Task directions: Everything from the line with "Please place a point on the window on" through the last line of the records below should be copied exactly, both ends included.

Dataset extract:
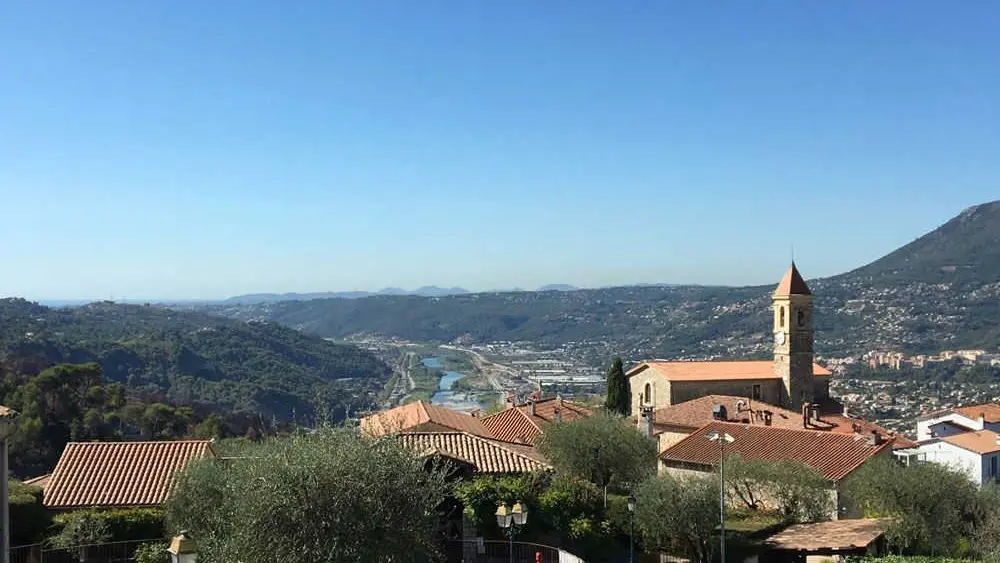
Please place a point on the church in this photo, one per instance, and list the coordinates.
(790, 380)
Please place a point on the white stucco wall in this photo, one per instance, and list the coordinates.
(940, 426)
(969, 463)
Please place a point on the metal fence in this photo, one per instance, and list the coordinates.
(495, 551)
(114, 552)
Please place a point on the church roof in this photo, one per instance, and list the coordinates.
(792, 283)
(716, 371)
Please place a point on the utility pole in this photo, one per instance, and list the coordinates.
(722, 439)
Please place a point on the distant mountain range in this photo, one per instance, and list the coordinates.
(188, 357)
(941, 291)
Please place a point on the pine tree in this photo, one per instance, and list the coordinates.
(617, 399)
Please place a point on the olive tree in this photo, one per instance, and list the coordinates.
(327, 498)
(679, 515)
(933, 507)
(604, 449)
(797, 491)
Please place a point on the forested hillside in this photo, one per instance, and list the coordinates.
(941, 291)
(192, 358)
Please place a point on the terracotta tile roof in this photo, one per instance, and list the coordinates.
(836, 535)
(517, 424)
(990, 411)
(831, 453)
(108, 474)
(421, 416)
(981, 441)
(696, 413)
(40, 482)
(716, 371)
(486, 456)
(792, 283)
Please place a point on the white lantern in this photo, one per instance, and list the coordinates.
(504, 516)
(183, 549)
(520, 514)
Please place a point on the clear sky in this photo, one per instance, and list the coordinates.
(192, 149)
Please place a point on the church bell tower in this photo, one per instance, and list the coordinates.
(793, 339)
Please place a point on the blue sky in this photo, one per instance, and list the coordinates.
(191, 149)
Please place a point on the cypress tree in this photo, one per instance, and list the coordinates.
(617, 399)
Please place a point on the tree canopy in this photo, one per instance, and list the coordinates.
(617, 398)
(604, 449)
(679, 516)
(331, 497)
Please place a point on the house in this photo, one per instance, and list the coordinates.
(789, 380)
(673, 423)
(958, 420)
(524, 423)
(119, 474)
(420, 416)
(974, 453)
(475, 453)
(834, 455)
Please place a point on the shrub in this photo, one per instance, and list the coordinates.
(29, 519)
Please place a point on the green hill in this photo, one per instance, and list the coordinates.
(941, 291)
(192, 358)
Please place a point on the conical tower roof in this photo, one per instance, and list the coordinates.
(792, 283)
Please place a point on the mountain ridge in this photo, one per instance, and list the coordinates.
(940, 291)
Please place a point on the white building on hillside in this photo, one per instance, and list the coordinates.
(977, 454)
(959, 420)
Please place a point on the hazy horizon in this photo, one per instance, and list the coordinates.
(186, 150)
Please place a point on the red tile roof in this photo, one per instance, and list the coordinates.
(990, 411)
(716, 371)
(517, 424)
(792, 283)
(421, 416)
(486, 456)
(117, 474)
(833, 454)
(696, 413)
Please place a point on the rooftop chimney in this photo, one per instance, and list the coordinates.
(646, 421)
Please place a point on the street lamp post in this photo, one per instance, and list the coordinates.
(511, 520)
(722, 439)
(8, 422)
(631, 528)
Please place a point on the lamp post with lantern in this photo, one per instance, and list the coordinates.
(631, 528)
(8, 423)
(183, 549)
(511, 520)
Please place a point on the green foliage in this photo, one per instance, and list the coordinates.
(29, 519)
(933, 506)
(324, 498)
(602, 448)
(120, 524)
(152, 552)
(798, 492)
(617, 398)
(679, 516)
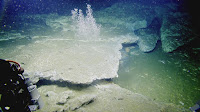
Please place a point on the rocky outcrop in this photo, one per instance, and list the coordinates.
(175, 31)
(149, 36)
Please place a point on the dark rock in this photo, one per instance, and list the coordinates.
(175, 31)
(149, 36)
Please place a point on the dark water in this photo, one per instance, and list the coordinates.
(166, 77)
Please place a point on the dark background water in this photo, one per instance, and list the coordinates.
(9, 9)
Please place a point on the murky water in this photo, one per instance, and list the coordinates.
(165, 77)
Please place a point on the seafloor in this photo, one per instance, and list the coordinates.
(102, 72)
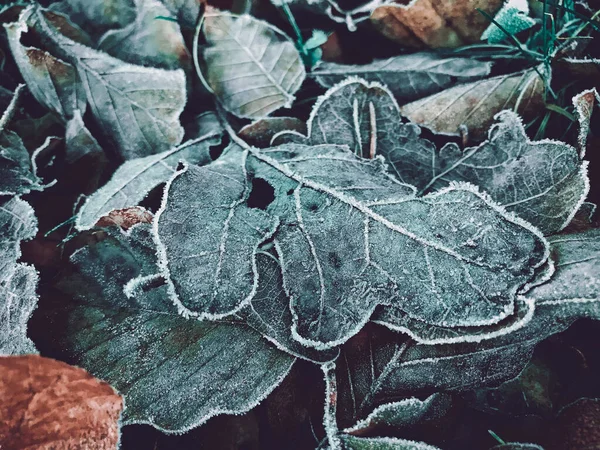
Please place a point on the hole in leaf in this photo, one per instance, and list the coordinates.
(216, 150)
(262, 194)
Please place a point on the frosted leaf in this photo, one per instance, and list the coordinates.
(396, 319)
(207, 237)
(17, 223)
(174, 373)
(186, 11)
(409, 77)
(399, 366)
(16, 170)
(79, 142)
(18, 299)
(269, 312)
(471, 107)
(54, 83)
(149, 40)
(137, 107)
(517, 446)
(383, 443)
(137, 177)
(351, 237)
(103, 13)
(513, 17)
(251, 66)
(405, 413)
(544, 182)
(365, 117)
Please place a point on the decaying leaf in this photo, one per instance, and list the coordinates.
(434, 23)
(211, 271)
(174, 373)
(18, 299)
(17, 175)
(269, 312)
(544, 182)
(252, 68)
(409, 77)
(401, 365)
(137, 107)
(261, 132)
(53, 82)
(136, 178)
(99, 13)
(150, 40)
(385, 443)
(404, 413)
(471, 107)
(47, 404)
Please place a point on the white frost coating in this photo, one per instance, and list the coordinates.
(132, 181)
(329, 413)
(234, 305)
(281, 76)
(409, 77)
(133, 286)
(473, 338)
(139, 125)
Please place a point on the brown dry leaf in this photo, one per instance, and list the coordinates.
(47, 404)
(261, 132)
(471, 107)
(434, 23)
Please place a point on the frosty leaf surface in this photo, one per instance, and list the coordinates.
(137, 107)
(18, 299)
(251, 66)
(174, 373)
(16, 171)
(269, 312)
(149, 40)
(469, 109)
(79, 142)
(365, 117)
(395, 319)
(404, 413)
(53, 82)
(137, 177)
(352, 237)
(409, 77)
(382, 443)
(401, 365)
(17, 223)
(207, 237)
(544, 182)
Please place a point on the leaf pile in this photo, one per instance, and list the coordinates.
(417, 235)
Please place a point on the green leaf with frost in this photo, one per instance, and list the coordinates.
(174, 373)
(252, 68)
(403, 414)
(398, 365)
(135, 178)
(269, 312)
(148, 41)
(18, 299)
(513, 17)
(334, 274)
(544, 182)
(54, 83)
(137, 107)
(409, 77)
(18, 282)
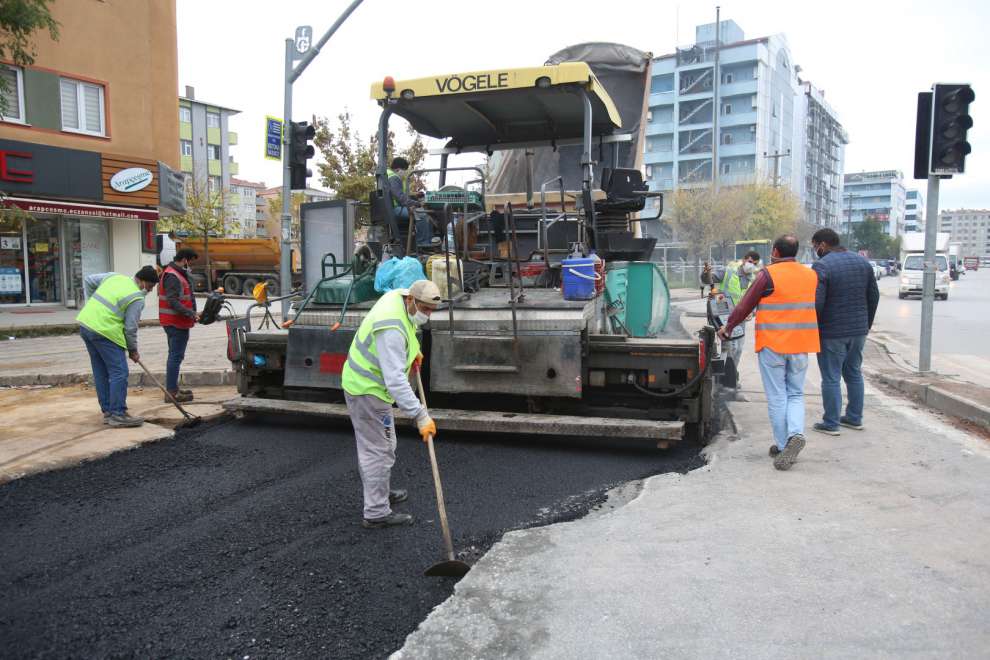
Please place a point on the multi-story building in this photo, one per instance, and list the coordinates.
(85, 130)
(272, 221)
(914, 211)
(823, 152)
(877, 196)
(204, 144)
(243, 209)
(772, 127)
(968, 227)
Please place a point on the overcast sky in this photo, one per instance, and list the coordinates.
(871, 58)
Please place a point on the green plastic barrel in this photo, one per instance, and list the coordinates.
(638, 298)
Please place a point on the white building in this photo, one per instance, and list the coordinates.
(879, 196)
(771, 126)
(968, 227)
(914, 211)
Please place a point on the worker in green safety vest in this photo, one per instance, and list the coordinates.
(375, 376)
(732, 281)
(406, 203)
(108, 326)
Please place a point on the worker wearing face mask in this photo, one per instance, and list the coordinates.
(733, 281)
(375, 376)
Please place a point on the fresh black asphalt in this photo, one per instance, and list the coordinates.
(244, 539)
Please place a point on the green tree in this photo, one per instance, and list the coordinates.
(349, 160)
(870, 236)
(775, 211)
(205, 216)
(19, 20)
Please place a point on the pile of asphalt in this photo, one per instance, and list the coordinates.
(244, 539)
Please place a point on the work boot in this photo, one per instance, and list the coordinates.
(180, 396)
(844, 421)
(390, 520)
(785, 459)
(125, 421)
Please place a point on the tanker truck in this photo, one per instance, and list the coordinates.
(238, 264)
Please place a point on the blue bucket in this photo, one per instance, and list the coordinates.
(579, 278)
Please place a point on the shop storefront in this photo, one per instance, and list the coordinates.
(68, 214)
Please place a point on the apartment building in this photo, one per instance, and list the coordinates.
(88, 149)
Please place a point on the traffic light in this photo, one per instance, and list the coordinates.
(300, 151)
(950, 121)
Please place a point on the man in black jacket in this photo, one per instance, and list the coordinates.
(177, 314)
(846, 302)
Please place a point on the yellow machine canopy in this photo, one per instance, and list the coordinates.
(491, 109)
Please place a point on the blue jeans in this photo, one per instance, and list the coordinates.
(842, 357)
(109, 362)
(424, 228)
(783, 382)
(178, 338)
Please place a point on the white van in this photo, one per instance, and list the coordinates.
(912, 273)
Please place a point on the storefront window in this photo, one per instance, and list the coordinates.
(44, 260)
(11, 259)
(88, 252)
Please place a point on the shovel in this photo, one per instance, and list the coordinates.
(191, 420)
(451, 567)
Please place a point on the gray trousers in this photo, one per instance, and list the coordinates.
(374, 433)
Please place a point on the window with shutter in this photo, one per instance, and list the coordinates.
(83, 108)
(13, 99)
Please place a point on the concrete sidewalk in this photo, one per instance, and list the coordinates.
(63, 360)
(872, 545)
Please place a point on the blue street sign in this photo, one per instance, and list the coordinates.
(273, 138)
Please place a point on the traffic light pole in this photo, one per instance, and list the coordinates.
(285, 266)
(285, 263)
(928, 281)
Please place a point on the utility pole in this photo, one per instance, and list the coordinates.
(717, 78)
(776, 156)
(306, 55)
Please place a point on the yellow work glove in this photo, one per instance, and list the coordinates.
(427, 427)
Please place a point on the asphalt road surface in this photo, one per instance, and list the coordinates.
(961, 325)
(244, 539)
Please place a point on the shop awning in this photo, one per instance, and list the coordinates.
(82, 210)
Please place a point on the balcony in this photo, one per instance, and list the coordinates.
(662, 98)
(659, 156)
(740, 88)
(737, 149)
(660, 128)
(738, 119)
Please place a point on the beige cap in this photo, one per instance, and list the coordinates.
(425, 291)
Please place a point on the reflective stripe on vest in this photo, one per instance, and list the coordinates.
(105, 310)
(362, 372)
(786, 321)
(167, 315)
(389, 173)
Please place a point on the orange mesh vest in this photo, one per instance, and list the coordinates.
(785, 320)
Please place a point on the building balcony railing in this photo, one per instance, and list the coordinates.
(660, 128)
(662, 98)
(738, 119)
(659, 156)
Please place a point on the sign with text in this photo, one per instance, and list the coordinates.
(273, 138)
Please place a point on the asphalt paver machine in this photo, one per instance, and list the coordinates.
(508, 352)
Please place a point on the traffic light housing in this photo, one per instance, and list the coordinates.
(300, 151)
(950, 121)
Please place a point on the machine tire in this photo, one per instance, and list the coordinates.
(232, 284)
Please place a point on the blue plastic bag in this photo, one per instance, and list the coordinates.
(398, 274)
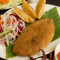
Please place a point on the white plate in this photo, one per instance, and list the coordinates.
(50, 47)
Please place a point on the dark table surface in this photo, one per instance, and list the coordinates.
(53, 2)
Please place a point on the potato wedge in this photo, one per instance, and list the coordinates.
(40, 8)
(28, 9)
(23, 15)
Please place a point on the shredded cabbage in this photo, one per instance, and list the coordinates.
(10, 4)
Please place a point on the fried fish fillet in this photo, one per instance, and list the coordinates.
(34, 37)
(40, 8)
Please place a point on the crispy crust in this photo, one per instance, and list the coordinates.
(35, 37)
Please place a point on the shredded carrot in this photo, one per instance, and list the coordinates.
(9, 21)
(58, 56)
(0, 22)
(15, 21)
(4, 1)
(17, 33)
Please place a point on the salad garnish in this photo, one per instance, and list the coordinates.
(10, 28)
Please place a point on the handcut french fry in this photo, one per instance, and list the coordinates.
(23, 15)
(40, 8)
(28, 9)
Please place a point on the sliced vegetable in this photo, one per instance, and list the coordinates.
(16, 33)
(50, 57)
(5, 32)
(4, 1)
(7, 42)
(0, 22)
(1, 30)
(9, 53)
(53, 13)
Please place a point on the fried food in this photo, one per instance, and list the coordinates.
(35, 37)
(40, 8)
(23, 15)
(28, 9)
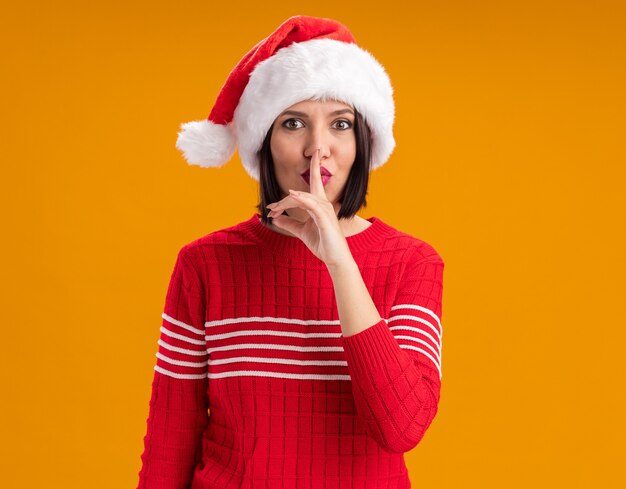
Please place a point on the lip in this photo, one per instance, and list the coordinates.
(323, 171)
(325, 179)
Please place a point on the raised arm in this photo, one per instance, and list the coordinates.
(395, 364)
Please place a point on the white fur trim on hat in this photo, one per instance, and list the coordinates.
(206, 144)
(315, 69)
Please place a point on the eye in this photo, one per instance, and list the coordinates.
(288, 122)
(344, 121)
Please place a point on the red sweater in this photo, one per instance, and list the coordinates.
(255, 386)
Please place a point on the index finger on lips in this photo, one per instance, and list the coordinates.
(315, 179)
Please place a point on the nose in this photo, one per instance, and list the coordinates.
(317, 140)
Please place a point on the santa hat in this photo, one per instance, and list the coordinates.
(304, 58)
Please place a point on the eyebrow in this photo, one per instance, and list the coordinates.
(302, 114)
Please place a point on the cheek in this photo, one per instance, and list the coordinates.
(282, 150)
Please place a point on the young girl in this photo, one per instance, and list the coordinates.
(300, 348)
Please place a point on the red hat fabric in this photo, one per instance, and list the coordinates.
(305, 58)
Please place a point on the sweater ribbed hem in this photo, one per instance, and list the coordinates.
(374, 349)
(283, 244)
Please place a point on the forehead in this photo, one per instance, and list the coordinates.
(319, 105)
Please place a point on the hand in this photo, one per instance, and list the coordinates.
(321, 233)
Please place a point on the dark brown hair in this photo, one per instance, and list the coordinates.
(355, 190)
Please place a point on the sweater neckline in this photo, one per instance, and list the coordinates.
(283, 244)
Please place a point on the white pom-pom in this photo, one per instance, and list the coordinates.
(206, 144)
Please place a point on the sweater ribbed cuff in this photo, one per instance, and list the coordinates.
(374, 352)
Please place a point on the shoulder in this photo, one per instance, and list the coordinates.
(208, 246)
(416, 249)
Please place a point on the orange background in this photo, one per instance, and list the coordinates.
(510, 161)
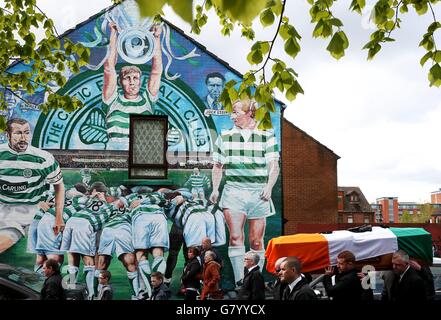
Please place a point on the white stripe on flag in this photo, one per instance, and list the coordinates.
(364, 245)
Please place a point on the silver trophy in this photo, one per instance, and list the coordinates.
(135, 40)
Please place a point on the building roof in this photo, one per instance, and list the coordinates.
(361, 206)
(307, 135)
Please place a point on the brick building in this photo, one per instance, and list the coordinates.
(309, 177)
(389, 209)
(353, 206)
(435, 196)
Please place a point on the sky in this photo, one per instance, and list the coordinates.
(380, 116)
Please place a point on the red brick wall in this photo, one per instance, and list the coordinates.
(357, 217)
(309, 180)
(341, 200)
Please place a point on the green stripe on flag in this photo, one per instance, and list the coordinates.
(417, 242)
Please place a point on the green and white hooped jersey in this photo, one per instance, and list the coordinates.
(97, 212)
(119, 110)
(180, 215)
(24, 176)
(40, 213)
(150, 204)
(197, 181)
(245, 155)
(71, 206)
(119, 217)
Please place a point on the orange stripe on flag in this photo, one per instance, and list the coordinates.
(311, 248)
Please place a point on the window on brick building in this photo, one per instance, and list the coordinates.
(148, 147)
(354, 197)
(367, 219)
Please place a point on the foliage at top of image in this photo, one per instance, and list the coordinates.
(45, 62)
(271, 72)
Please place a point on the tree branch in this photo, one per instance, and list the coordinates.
(55, 29)
(434, 20)
(397, 8)
(273, 41)
(24, 100)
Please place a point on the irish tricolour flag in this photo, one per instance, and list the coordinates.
(317, 251)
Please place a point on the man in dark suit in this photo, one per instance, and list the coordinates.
(347, 286)
(52, 288)
(407, 285)
(278, 285)
(253, 286)
(298, 288)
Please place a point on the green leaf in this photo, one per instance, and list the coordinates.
(435, 75)
(321, 15)
(318, 30)
(242, 11)
(2, 123)
(265, 124)
(426, 57)
(434, 26)
(373, 51)
(389, 25)
(267, 17)
(94, 129)
(183, 8)
(150, 8)
(230, 84)
(421, 7)
(255, 57)
(437, 56)
(260, 113)
(335, 22)
(338, 44)
(292, 47)
(404, 9)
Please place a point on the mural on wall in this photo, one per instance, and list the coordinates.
(231, 198)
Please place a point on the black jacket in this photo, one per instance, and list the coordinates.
(52, 288)
(253, 287)
(161, 293)
(192, 274)
(301, 292)
(218, 256)
(105, 293)
(410, 288)
(278, 289)
(347, 286)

Output for this exercise:
Please place a point on the window on brick building in this photo, one per instance, and list the coordinates.
(148, 147)
(354, 197)
(367, 219)
Please place a point on the foliage at top of image in this photo, one per instance, and list the coordinates.
(45, 62)
(271, 72)
Please place a point on the tree branch in this photo, one per instance, and list the coordinates.
(55, 29)
(434, 20)
(397, 8)
(273, 41)
(24, 100)
Please place a point on the irish tricolour flag in this photo, one per instance, and list the coordinates.
(317, 251)
Please place a point on the man in dark suit in this photo, one per instance, and list the coordinates.
(347, 286)
(52, 288)
(407, 285)
(278, 285)
(253, 286)
(298, 288)
Please place a point on the green leaf in this photo, one per instance, and list the coordinates.
(435, 75)
(321, 15)
(318, 30)
(242, 11)
(2, 123)
(265, 124)
(426, 57)
(434, 26)
(373, 51)
(389, 25)
(267, 17)
(94, 129)
(183, 8)
(150, 8)
(230, 84)
(421, 7)
(255, 57)
(437, 56)
(260, 113)
(335, 22)
(338, 44)
(292, 47)
(404, 9)
Please place a point on the mural on wall in this photo, one per instance, and list the coordinates.
(231, 198)
Please place a point on the black jacket in this photo, one per instance, and list the coordinates.
(52, 288)
(253, 287)
(161, 293)
(192, 274)
(301, 292)
(218, 256)
(105, 293)
(410, 288)
(278, 289)
(347, 286)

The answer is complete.